• **Encargo de trabajo**
Prosiga el testimonio sobre la maduración personal y la amistad con otros varones a partir de su última oración, manteniendo el tono y la primera persona.

• **Texto del documento**

──────────

Pasados unos años desde mi primera
entrada en este blog, me ha parecido oportuno echar una mirada sobre este tiempo y
escribir, desde la perspectiva que da el paso del tiempo, la experiencia, lo leído y lo vivido, sobre mi vida. Veo una evolución indudable, otra manera más lúcida de percibir las mismas cosas, de matizarlas.
En este tiempo he visto en
internet, leído y oído personalmente diversos testimonios sobre la acción del
Espíritu Santo en personas concretas, que gracias a esta han podido madurar su
masculinidad y desenterrar el tesoro que tenían tanto tiempo sepultado por heridas
emocionales del más diverso tipo.
Como ya habéis podido leer más
abajo, la homosexualidad no existe. De hecho, podéis ver más abajo que
hablo de “AMS”, es decir, “atracción por personas del mismo sexo”. Sin embargo,
actualmente creo más acertado hablar de “proyección sobre personas del mismo
sexo”, “PMS”. ¿Por qué? Porque todo el mundo se siente atraído por
aquello que no es uno mismo, que es diferente, por aquello que le complementa o que le aporta
algo que no tiene. Por ello digo que no existe dicha atracción: se trata de proyectarse, reflejarse en el otro y hacerse otro yo con las partes de esa proyección.
En este escrito no voy a entrar
mucho en cuestiones religiosas: en los artículos de ReL (Religión en Libertad)
de este blog ya hablo de ello. Este testimonio actualizado pretende exponer mi
caso de maduración desde otra perspectiva, puesto que hablo de un
proceso al alcance de cualquiera, sea creyente o no. No es necesario decir que en todos
los casos se trabaja desde la antropología adecuada sobre el ser humano. Y no
es necesario recordar que quien cuenta con Dios en este camino (y en todos), parte con una
gran ventaja.
Mi PMS comenzó por una
necesidad (desordenada en el sentido de que iba más allá de lo razonable) de
tener amistad y/o complicidad con otros chicos. No había atracción, pero sí
ganas de confraternizar con otros. La confianza se gana con tiempo y
compartiendo. Al tener esas ganas de amistad, de cercanía, mi relación con los demás se desarrollaba
por mi parte con una inusitada rapidez, mientras que por parte del otro varón
la amistad seguía los tiempos de una manera más pausada, más real: conocerse,
tenerse simpatía, quedar para cosas sin excesiva relevancia, ir ganando
confianza y, a partir de allí la amistad se desarrolla (¡o no!) dentro de un amplio
abanico: desde una amistad fuerte y verdadera hasta que el tiempo y las
circunstancias dejen que esa amistad se vaya perdiendo.
Por ello, muchas veces llevaba esta
situación a chascos y malentendidos. A pedir al otro algo que no
puede ofrecer o que, simplemente, nunca podrá ofrecer(me).

──────────

• **Datos disponibles**
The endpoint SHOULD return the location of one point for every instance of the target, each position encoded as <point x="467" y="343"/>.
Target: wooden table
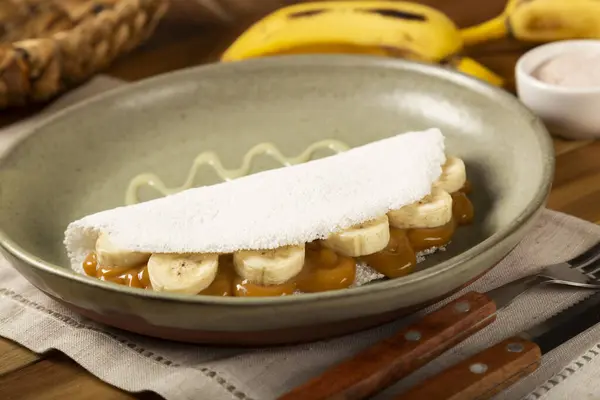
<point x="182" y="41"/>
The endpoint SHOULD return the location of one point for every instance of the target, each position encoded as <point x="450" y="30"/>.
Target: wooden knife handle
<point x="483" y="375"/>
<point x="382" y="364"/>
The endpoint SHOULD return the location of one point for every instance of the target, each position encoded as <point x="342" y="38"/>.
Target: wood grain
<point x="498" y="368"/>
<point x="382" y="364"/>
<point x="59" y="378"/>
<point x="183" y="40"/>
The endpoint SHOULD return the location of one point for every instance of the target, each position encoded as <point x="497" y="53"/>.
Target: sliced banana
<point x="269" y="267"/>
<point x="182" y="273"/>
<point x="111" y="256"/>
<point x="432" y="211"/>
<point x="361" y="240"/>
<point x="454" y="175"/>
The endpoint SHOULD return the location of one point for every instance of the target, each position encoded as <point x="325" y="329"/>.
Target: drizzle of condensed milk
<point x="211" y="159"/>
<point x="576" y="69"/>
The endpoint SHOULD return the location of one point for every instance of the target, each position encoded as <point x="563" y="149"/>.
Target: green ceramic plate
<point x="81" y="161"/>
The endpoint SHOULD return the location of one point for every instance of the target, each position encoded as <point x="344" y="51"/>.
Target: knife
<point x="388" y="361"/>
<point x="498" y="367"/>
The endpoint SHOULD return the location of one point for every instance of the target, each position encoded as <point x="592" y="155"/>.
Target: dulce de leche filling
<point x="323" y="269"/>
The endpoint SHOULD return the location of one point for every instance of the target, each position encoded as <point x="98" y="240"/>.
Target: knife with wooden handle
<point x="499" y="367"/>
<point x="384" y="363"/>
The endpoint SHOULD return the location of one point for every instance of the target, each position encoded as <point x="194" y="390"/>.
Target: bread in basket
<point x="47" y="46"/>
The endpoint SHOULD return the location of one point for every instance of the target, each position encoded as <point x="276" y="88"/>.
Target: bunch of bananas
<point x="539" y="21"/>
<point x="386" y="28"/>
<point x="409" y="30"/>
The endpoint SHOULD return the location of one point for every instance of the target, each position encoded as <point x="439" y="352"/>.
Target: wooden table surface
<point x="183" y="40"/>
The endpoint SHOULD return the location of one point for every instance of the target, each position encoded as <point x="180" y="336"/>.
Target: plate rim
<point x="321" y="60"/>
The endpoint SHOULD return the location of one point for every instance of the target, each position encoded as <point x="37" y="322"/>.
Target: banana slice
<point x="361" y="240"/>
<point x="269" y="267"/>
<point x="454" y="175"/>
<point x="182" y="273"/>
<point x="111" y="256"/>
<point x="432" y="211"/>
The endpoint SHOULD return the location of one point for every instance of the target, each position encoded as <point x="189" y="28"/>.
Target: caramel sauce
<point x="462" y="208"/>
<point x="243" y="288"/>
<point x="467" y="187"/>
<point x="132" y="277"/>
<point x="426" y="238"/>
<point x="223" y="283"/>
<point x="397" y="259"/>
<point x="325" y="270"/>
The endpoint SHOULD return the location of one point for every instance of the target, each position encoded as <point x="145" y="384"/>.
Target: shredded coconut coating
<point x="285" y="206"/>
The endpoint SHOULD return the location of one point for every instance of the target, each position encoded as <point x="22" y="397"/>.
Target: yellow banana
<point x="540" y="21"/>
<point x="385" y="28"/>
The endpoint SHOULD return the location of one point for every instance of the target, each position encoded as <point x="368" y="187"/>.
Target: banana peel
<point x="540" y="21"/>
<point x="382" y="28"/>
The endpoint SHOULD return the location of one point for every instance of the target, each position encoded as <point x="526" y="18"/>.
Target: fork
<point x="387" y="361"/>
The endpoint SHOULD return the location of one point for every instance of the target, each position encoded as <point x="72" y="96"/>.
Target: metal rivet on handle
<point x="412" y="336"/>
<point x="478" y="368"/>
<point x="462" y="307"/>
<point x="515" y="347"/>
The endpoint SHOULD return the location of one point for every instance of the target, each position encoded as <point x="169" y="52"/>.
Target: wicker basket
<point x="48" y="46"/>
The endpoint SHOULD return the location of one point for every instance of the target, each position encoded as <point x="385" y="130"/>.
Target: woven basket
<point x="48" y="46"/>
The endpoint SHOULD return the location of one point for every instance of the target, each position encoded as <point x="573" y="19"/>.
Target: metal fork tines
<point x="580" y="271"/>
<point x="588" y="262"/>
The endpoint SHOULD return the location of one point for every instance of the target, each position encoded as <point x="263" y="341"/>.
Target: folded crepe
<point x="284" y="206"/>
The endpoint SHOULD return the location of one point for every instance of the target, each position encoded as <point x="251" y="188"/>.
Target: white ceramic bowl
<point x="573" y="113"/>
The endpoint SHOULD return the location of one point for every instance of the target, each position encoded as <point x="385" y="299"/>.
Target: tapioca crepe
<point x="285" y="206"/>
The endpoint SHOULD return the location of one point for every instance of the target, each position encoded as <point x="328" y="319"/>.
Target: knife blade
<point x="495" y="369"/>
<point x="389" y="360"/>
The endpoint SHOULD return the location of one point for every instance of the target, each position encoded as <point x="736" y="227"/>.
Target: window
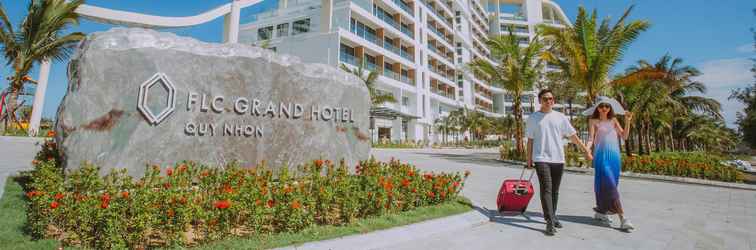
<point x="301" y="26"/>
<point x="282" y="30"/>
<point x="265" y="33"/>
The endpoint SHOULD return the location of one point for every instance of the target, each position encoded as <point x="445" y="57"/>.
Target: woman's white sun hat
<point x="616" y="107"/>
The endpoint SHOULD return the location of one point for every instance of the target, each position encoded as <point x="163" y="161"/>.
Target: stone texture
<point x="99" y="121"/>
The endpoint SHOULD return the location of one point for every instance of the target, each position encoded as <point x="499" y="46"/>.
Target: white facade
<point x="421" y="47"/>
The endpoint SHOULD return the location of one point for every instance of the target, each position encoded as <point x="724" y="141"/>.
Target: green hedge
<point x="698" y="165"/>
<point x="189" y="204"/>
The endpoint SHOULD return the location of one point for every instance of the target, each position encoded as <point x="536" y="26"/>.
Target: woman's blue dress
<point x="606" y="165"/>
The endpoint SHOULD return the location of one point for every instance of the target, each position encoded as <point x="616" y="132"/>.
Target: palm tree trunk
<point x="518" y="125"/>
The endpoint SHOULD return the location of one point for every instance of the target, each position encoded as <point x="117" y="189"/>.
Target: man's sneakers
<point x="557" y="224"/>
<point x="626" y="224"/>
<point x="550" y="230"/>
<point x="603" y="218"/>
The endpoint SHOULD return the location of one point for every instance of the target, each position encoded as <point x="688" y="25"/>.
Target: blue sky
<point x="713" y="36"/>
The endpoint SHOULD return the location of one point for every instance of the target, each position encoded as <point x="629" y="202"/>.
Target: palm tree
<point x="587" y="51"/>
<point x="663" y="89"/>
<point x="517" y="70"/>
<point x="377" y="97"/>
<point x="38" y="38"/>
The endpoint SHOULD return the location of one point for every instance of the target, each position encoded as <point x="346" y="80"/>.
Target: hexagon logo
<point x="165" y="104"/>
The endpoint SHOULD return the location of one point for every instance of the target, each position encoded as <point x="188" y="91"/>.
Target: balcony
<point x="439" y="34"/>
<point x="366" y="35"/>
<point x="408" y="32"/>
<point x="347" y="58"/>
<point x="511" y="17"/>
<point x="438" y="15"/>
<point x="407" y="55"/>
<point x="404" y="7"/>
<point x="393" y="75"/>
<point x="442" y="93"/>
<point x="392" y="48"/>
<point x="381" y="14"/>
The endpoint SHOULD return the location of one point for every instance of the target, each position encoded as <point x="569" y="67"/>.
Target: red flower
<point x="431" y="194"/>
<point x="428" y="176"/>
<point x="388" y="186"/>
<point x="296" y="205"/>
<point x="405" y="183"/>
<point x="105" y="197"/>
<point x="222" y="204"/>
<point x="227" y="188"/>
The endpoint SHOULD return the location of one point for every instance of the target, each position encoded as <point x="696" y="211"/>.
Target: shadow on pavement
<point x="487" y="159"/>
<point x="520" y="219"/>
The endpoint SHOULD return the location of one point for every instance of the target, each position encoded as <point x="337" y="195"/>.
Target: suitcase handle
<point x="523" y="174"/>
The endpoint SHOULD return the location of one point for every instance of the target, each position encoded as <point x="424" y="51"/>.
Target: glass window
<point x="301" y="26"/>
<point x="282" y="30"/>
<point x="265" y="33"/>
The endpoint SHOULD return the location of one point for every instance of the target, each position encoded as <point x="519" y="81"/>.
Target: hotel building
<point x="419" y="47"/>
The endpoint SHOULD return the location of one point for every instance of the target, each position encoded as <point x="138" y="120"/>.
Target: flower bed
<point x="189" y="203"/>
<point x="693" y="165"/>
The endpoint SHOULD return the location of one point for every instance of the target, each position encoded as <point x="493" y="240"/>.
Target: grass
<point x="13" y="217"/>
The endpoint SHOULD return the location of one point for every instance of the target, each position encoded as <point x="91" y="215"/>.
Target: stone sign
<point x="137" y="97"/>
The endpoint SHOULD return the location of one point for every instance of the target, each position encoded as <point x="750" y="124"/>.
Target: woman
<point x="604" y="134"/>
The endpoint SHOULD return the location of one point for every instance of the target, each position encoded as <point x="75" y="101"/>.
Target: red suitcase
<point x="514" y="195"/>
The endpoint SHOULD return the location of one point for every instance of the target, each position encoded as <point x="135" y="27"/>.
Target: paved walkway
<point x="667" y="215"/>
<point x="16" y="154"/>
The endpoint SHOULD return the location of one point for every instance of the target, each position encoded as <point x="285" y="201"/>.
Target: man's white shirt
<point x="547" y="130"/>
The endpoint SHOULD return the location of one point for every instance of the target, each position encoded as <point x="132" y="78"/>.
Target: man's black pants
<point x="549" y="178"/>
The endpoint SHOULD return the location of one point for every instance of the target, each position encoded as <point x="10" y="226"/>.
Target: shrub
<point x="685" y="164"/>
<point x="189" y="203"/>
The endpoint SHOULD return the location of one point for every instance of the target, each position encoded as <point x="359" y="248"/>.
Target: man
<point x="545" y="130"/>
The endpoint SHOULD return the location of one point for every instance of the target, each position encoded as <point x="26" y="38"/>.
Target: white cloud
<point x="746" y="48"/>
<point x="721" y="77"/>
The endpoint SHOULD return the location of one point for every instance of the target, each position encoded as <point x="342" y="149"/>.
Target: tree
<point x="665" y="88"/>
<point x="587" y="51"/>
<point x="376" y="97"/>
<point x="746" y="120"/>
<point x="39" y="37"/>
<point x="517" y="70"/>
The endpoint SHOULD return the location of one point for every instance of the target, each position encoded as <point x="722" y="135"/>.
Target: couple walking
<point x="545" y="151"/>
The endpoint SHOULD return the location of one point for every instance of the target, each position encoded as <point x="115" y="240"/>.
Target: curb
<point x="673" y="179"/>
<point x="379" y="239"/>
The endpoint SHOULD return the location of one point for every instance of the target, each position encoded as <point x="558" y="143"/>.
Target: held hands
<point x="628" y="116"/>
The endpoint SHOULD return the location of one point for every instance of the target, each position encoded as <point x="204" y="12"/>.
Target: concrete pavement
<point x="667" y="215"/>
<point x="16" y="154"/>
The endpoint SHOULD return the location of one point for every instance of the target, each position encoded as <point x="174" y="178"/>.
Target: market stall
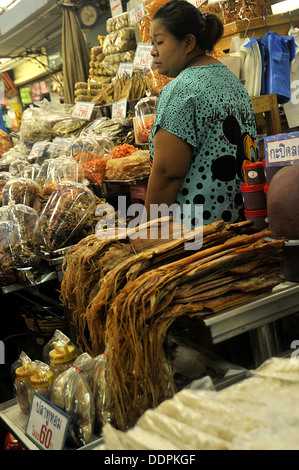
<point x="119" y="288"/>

──────────

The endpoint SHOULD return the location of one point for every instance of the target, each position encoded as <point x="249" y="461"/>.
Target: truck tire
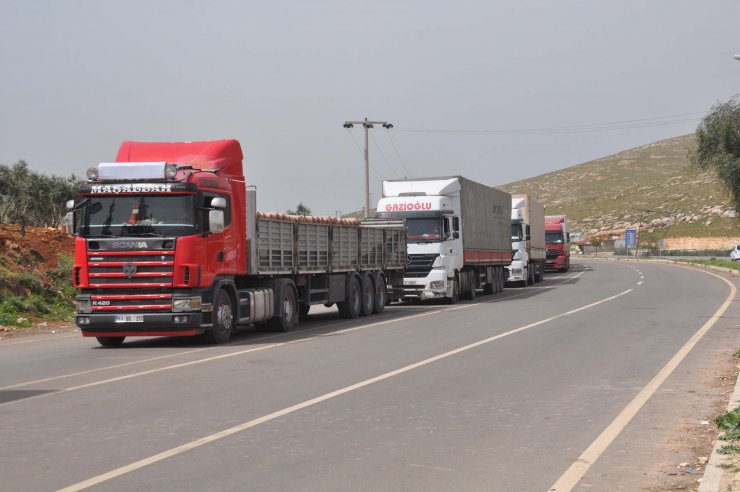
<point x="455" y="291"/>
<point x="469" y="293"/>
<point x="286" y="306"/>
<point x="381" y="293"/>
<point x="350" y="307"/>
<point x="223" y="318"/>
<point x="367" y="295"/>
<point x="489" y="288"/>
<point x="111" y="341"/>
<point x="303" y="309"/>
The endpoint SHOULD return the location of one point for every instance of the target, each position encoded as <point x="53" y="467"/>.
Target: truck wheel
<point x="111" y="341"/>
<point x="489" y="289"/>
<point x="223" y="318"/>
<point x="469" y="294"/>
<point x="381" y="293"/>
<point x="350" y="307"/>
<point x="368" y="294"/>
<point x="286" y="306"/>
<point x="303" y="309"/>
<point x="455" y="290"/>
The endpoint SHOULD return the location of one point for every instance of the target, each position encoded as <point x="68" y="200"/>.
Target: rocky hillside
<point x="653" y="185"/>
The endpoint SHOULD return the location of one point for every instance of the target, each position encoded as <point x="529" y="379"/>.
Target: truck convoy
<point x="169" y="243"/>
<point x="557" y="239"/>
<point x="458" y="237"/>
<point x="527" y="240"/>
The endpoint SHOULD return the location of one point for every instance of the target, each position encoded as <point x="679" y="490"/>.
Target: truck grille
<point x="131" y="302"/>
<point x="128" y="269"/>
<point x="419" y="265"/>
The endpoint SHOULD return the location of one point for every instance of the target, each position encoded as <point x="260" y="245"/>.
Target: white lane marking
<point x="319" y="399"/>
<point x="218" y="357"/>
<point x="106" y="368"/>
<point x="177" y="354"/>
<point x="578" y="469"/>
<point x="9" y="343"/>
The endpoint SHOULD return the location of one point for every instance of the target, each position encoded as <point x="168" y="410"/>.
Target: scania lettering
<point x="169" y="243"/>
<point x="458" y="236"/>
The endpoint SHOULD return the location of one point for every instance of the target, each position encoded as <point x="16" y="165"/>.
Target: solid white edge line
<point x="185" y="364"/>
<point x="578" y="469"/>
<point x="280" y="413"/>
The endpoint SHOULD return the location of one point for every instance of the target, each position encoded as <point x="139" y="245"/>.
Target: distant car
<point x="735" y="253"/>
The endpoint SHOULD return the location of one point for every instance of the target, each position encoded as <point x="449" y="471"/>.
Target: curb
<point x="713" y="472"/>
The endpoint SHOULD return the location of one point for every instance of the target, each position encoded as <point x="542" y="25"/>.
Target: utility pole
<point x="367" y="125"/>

──────────

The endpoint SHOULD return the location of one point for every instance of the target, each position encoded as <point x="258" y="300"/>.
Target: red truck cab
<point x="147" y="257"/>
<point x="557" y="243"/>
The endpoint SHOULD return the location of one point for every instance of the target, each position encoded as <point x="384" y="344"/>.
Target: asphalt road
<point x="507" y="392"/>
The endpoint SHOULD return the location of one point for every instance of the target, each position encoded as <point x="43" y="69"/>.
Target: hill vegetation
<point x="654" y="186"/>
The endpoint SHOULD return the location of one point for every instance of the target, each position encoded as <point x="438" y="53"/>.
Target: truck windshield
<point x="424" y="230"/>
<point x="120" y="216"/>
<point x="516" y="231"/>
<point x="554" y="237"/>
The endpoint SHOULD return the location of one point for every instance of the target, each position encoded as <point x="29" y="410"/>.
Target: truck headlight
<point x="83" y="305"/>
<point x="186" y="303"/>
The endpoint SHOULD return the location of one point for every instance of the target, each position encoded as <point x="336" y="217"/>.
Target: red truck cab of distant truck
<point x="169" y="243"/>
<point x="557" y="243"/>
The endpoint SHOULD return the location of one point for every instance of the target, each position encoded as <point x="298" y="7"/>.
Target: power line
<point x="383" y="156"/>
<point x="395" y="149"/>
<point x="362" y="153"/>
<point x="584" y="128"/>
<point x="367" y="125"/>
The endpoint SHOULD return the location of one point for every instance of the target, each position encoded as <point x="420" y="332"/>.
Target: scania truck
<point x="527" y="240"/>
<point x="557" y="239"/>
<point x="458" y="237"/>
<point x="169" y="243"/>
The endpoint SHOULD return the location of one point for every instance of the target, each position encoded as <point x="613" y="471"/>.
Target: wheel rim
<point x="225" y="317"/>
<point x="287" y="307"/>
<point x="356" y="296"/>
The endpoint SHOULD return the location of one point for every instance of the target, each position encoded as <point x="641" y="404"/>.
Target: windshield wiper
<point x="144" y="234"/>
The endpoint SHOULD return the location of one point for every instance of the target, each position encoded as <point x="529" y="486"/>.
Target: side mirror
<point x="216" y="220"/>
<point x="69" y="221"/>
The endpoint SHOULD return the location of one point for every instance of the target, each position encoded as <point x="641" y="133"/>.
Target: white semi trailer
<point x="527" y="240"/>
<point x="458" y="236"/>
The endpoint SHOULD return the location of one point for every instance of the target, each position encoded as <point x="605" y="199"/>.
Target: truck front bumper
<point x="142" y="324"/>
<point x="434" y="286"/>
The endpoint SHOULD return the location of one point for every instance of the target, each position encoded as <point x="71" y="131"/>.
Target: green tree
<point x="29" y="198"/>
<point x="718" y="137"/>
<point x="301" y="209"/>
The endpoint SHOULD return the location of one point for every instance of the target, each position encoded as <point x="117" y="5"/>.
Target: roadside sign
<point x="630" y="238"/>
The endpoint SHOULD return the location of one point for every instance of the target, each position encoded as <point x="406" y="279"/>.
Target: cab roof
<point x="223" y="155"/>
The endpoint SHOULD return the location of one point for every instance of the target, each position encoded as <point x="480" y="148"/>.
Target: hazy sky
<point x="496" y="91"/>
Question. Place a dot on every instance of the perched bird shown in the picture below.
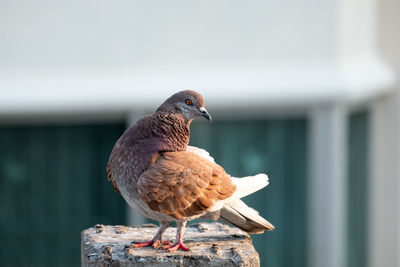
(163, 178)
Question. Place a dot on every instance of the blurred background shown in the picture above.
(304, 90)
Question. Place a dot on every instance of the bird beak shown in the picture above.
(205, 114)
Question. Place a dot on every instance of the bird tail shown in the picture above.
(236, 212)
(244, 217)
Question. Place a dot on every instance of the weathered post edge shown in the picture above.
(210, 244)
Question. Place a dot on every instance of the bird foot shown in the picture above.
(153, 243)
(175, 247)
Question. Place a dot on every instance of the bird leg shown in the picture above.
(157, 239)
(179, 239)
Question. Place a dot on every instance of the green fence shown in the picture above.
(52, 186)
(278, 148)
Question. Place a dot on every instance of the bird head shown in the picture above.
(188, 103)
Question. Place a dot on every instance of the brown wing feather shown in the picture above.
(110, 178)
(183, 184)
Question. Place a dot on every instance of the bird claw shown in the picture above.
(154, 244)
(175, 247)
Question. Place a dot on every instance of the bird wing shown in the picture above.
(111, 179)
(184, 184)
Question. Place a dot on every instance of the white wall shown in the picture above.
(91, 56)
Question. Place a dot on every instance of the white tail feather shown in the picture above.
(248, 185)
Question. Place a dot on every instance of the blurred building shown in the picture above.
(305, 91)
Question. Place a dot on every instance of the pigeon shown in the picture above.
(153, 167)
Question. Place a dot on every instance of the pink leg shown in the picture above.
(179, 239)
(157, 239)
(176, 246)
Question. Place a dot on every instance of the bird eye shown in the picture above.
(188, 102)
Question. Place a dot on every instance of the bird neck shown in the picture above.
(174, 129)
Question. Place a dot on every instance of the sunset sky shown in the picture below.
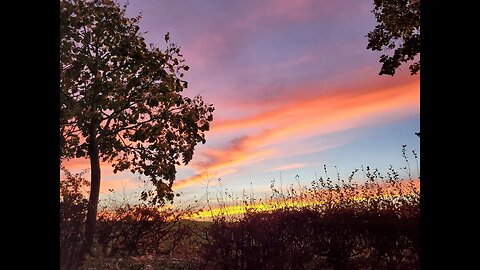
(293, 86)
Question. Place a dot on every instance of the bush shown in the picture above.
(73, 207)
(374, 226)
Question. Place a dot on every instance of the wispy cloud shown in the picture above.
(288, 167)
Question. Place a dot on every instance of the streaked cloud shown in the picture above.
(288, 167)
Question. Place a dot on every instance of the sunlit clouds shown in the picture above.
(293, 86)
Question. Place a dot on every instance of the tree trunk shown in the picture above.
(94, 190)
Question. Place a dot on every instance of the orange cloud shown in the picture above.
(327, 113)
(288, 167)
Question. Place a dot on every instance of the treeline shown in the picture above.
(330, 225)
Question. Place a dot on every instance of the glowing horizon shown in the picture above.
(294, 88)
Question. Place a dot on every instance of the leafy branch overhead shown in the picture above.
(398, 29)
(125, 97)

──────────

• **Resultado del ejercicio**
Al conocer a hombres
con PMS se empezó a juntar el hambre con las ganas de comer: la gente se abría
más, surgía una complicidad con mayor rapidez. Pero, con contadas excepciones,
tener esa proximidad implicaba tener sexo: era el peaje a pagar.
Lo que me hizo saltar las alarmas fue ver por mí mismo cómo funciona el submundo gay, lo que realmente había y
cómo yo iba entrando en esa rueda y no podía hacer nada: me iba
anestesiando. Por propia experiencia llegué a la conclusión de que ahí había
algo que se repetía en los demás y en mí que me chirriaba. Y no solo yo: amigos en la misma situación también se percataron de este panorama y, por otros caminos quizá igual o más tortuosos llegaron a la misma decisión: esto no lo quiero para mí.
No sé por qué, pero no me sentía
a gusto si alguien criticaba a la Iglesia. Supongo que por las figuras de san
Juan Pablo II y santa Teresa de Calcuta (a los que no podía poner objeciones de
ningún tipo), y por un amigo que cuando nos conocimos le expliqué de mi
situación y me acogió en su familia y me regaló todo el cariño del mundo.
Pero no conseguía salir de ese
mundo y la cosa iba a más, hasta perder el control y preguntarme por qué hacía
lo que hacía. El sexo funciona como una droga. Y así estaba mi voluntad debilitada
a la vez que me buscaba justificaciones para poder seguir en la misma línea.
Así que busqué ayuda y, providencialmente, encontré personas que, por amor a Dios y desinteresadamente, me brindaron un
acompañamiento. Al principio, yo pensaba: “Vale, en dos años, la cosa estará arreglada”.
Pero no. Es más, yo veía que los temas sobre los que hablaba con esas personas no era sobre la PMS, sino sobre cómo me sentía y estaba en cuanto a compulsividad,
estabilidad emocional, autoimagen, disociación, horas de sueño, actividad
física y muchos temas más. Evidentemente, mejorar en todo ello influía en mi
comportamiento y manera de estar, y también en el desarrollo en mi PMS, pues la
persona es una unidad; todo influye en los demás componentes de la persona.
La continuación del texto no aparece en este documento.